### What this task involves
Edit the rows below by replacing "pink billboard" with "yellow billboard" and leaving everything else the same. Do not include the pictures in your answer.

***** Input data *****

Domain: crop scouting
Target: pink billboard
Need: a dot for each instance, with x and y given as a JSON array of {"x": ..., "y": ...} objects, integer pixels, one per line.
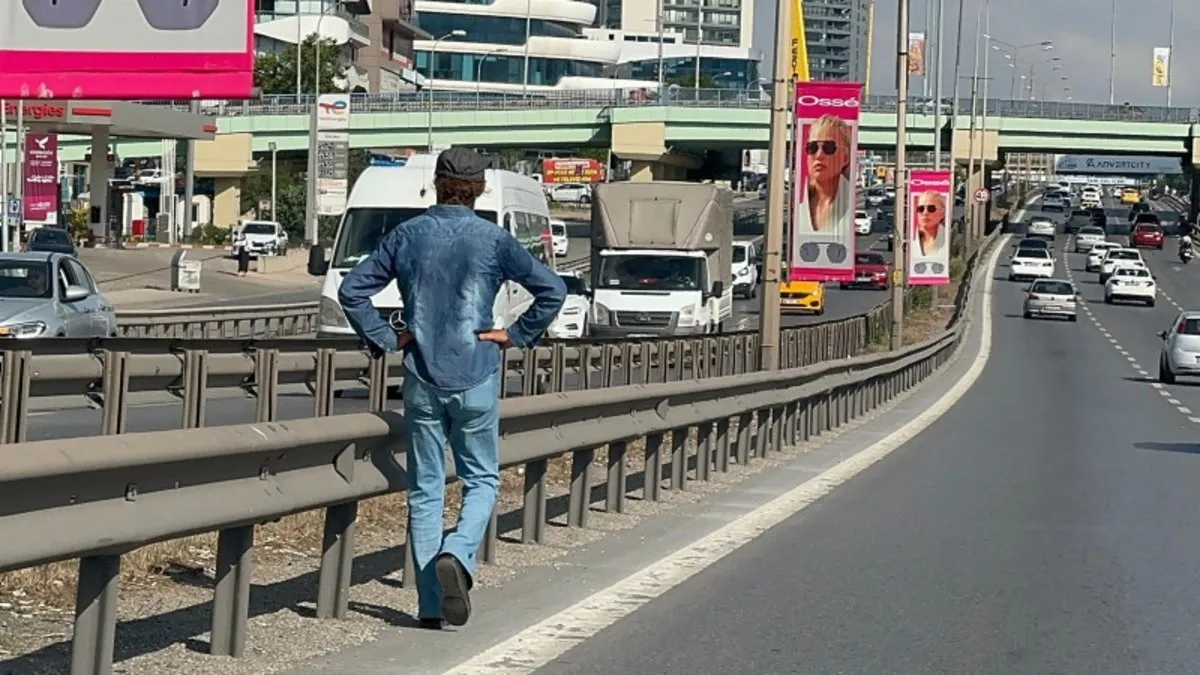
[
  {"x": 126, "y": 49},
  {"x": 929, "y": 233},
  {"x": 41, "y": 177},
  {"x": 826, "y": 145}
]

*****

### Expected answer
Domain: crop scouting
Target: yellow billboard
Need: a dot for each instance, with x and y given as a JSON array of {"x": ..., "y": ...} objects, integer pixels, one per line.
[
  {"x": 126, "y": 49},
  {"x": 929, "y": 233},
  {"x": 41, "y": 177},
  {"x": 826, "y": 145}
]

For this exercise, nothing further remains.